Required actions:
a) Answer these three questions from the blood donation account:
(i) What blood type does the narrator learn?
(ii) How many donors does each sister need per month?
(iii) About how long had the woman been waiting at the transfusion center?
b) List every activity the woman guides the narrator through in the blood donation account.
c) Continue the blood donation account from where it stops.

Text section:
Start of Block
I told her I was happy to, but she wandered off while I was filling out my form. In the meantime, a staffer reappeared and said they didn't require any other documents, so I could go ahead and give today.

Eventually, form in hand, I went to stand in line behind a guy who had filled out his form next to me. "Am I in the right place?"

"Oh yeah, you can actually skip the line since you're here by yourself. But you should put that girl's name on your donation. She could use your help."

I tracked her down and she'd already told the staff that I could help her. She stuck with me through the next several minutes, guiding me around to chat with a doctor, find out my blood type (B+, which I prefer to think of less as a grade and more as a life philosophy to "be positive"), and submit my form. I was grateful for her help as I would have been lost otherwise. I told her it was my first time, and she asked, "Are you nervous?"

"Just nervous that they won't let me donate." She looked nervous about that too as her words tumbled out to the doctor faster than I could understand. Would I have noted her pallor and thin frame if I hadn't known she needed these transfusions?

In the waiting area, my new friend told me that she and her sister had needed transfusions the last three years since their diagnosis, but had been sick since childhood. Each of them needs two donors a month, and even with their family and church's help, it's often a struggle to get enough volunteers. How stressful! Her husband is in the US applying for citizenship, so hopefully in a few years she can join him and have better access to health care. She'd been waiting at the transfusion center for about 90 minutes, praying for someone to come and help her. "Really?" I exclaimed. "I had no intention of coming in today... God used your prayer to bring me in here!"

I added her on Facebook, and she promised to contact me the next time she needs a donor. The actual blood-collection process went beautifully: very clean, very professional.

Free snacks for donors!
End of Block
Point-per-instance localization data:
Start of Block
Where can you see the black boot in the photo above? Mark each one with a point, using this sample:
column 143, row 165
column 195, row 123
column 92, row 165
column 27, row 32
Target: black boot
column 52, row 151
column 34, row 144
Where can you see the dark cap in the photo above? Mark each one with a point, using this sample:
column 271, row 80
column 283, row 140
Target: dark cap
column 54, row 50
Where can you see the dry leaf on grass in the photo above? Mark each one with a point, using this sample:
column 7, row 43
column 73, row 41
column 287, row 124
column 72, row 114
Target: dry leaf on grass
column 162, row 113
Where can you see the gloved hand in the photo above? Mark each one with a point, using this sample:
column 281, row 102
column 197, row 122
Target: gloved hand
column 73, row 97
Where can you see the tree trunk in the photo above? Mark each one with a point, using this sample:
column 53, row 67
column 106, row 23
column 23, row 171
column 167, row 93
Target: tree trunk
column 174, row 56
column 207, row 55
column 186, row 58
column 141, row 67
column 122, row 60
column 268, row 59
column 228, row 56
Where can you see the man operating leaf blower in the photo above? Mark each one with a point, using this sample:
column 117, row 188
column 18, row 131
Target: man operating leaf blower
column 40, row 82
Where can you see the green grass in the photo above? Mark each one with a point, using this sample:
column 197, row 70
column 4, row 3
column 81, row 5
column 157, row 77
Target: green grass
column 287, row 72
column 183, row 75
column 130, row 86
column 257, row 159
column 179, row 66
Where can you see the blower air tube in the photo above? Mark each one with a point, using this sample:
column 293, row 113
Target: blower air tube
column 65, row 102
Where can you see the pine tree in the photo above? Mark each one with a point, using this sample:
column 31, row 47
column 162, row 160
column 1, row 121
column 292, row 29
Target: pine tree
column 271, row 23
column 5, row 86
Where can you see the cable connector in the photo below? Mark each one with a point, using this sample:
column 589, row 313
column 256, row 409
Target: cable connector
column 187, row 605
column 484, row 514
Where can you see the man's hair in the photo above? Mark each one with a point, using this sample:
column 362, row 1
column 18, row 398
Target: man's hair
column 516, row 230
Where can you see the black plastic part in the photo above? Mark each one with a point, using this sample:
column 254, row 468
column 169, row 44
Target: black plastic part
End of Block
Results by task:
a)
(i) B+
(ii) Two
(iii) About 90 minutes

b)
- Chat with a doctor
- Find out the narrator's blood type
- Submit the form

c)
That night, I searched online. I hadn't heard about mad cow in almost 20 years. Was it still a concern? Was I needlessly avoiding US blood blanks based on a long-since-removed prohibition? Should I have been giving blood in the US all this time? In fact, no, the ban is still in effect indefinitely. The disease in humans, caused by eating contaminated beef (between 1980 and 1996, when they learned to keep it out of human food supplies), is called variant Creuzfeld-Jacob disease (vCJD). It can lie dormant for decades, can't be detected with typical blood tests, attacks the brain, and is always fatal - usually about a year after symptoms appear.

That gave me a twinge - had I been careless in donating? Why hadn't I read up on this before going in? Then I read that only about 230 people have ever been diagnosed worldwide, and cases have been declining since 2000. I thought about all the Europeans who donate and receive blood transfusions in their home countries without triggering another wave of epidemics, despite eating at-risk beef for sixteen years. I thought about the scant quantity of beef I'd probably eaten 30 years ago as a toddler in Germany. I thought about Cambodians who need blood and can't get it. And I thought about my friend, safe for another month. Nope, I was happy with my choice to donate. I've been scrambling ever since to tackle projects from that almighty to-do list, but 15 minutes reclining with a needle in my arm might have been the best way I served Cambodians this week.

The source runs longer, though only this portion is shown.